BEGIN READING TEXT

January 19, 2019 - 12 days til surgery

I long to be on the go, to be outside in the warm January sun. I want to finish all the things I've started today.... the laundry in the washer, dryer and couch. The dishes in the sink from breakfast and the freezer meal prep this morning. The pantry in need of a clean out to make dinner menus and put away today's groceries. The little details I've started in the patio in acrylic paint. Lastly, my planner in need of my inked ideas for getting through the next week and a half so I can begin planning my recovery.

I feel robbed and almost victimized by my illness right now. More so because it feels more than evident that something else is at play. My feet and hands hurt badly. Last night, I clung to my husband's chest as the lower part of my back tightened and released again and again for what seemed like endless moments. I held back my tears because I didn't want to ruin our evening vegetation ritual that we both desperately need through the week. I watch little old ladies walking carefully through the grocery store, toddling from side to side as if in some unseen pain. I walk just like them, even when white knuckling the handle of the cart for fear of falling. I always wonder if a trip to the grocery store ends in a nap, with canned goods sitting in bags for a day or two, for them too. We also have matching handicap placards in our front windows.

END READING TEXT
BEGIN DATA FOR REVIEW

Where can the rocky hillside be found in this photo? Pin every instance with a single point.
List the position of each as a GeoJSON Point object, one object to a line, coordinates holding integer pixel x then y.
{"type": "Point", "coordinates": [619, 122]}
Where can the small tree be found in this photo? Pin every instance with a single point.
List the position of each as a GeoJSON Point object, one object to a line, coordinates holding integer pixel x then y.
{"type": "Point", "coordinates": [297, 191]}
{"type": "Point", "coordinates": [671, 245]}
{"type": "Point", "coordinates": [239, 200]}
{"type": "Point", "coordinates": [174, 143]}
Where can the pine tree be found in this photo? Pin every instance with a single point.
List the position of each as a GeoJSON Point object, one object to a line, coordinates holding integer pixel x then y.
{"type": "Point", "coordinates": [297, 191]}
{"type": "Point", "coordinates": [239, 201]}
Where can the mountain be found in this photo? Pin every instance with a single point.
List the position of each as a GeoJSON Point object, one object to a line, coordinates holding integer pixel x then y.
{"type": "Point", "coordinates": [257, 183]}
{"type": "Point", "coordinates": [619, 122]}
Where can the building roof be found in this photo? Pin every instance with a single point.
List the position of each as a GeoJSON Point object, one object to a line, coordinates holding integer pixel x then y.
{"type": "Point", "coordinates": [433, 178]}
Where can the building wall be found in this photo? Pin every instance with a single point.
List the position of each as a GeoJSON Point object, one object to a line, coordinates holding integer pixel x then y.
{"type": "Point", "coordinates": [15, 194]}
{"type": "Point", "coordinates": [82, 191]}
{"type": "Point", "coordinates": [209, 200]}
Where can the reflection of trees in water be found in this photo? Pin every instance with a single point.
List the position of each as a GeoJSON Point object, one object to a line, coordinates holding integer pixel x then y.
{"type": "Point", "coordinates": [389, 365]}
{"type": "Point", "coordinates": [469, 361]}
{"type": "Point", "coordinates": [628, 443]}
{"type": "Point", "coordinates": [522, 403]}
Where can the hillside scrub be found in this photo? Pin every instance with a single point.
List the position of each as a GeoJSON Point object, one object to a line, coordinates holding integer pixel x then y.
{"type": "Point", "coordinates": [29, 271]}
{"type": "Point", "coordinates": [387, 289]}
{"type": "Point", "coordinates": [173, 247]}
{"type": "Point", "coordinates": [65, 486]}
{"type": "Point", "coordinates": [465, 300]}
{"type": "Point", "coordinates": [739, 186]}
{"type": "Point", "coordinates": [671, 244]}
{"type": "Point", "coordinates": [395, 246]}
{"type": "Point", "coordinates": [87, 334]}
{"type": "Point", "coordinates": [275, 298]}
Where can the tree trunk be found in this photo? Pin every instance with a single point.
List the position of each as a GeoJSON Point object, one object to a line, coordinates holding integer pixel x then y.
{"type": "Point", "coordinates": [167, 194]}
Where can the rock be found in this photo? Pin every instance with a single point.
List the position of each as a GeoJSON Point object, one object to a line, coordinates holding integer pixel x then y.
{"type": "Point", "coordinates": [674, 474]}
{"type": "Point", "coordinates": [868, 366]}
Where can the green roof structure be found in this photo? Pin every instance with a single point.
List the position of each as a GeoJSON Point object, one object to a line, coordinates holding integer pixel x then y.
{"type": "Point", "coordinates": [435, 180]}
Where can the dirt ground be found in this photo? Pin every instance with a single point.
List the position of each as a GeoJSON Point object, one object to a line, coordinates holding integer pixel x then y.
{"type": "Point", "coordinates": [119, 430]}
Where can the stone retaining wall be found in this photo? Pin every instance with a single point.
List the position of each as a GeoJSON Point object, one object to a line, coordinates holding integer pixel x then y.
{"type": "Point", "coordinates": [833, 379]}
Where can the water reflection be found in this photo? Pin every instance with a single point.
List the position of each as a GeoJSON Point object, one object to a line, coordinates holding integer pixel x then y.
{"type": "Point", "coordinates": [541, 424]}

END DATA FOR REVIEW

- THE PROBLEM
Please list the unfinished things the journal entry says the writer started that day and wants to finish.

- TASK RESULT
- The laundry in the washer, dryer and couch
- The dishes in the sink from breakfast and the freezer meal prep
- The pantry, which needs a clean-out to make dinner menus and put away the day's groceries
- The little details in the patio in acrylic paint
- The planner, which needs ideas for getting through the next week and a half